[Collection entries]

━━━━━━

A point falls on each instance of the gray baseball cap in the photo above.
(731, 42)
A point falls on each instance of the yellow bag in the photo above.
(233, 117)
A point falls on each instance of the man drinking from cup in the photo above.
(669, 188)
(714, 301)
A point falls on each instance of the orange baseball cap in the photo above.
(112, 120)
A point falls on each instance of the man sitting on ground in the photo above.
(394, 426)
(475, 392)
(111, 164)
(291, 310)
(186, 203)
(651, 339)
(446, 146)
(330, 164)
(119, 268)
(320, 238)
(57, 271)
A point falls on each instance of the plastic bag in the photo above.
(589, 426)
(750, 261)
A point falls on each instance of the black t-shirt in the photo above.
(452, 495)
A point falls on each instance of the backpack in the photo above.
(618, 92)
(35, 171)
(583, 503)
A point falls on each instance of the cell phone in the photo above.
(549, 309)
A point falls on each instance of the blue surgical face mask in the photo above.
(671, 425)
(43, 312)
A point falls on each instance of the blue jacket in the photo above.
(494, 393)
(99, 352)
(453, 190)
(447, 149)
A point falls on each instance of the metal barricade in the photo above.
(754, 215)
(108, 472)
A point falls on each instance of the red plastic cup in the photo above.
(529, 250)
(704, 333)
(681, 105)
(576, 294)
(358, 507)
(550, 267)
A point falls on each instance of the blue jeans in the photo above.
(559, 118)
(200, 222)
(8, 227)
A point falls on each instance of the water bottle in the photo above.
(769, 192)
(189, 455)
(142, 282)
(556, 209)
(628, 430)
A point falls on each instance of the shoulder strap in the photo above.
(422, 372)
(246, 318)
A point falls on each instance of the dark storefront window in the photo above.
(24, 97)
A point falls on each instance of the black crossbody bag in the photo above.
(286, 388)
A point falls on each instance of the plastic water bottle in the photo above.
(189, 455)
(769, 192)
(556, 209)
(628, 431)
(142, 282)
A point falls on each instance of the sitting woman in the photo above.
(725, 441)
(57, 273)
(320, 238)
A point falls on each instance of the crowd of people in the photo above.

━━━━━━

Please return exactly the lines that run from the line with "A point falls on each instance of the plastic water" through the end of the records above, both included, and nothing more.

**Reply**:
A point falls on each instance of the plastic water bottle in the photo above.
(189, 455)
(769, 192)
(556, 209)
(628, 431)
(142, 282)
A point falls on each instance of the sitting woman in the photo above.
(725, 441)
(57, 273)
(320, 238)
A point falls on each instance of the crowd of people in the photo above.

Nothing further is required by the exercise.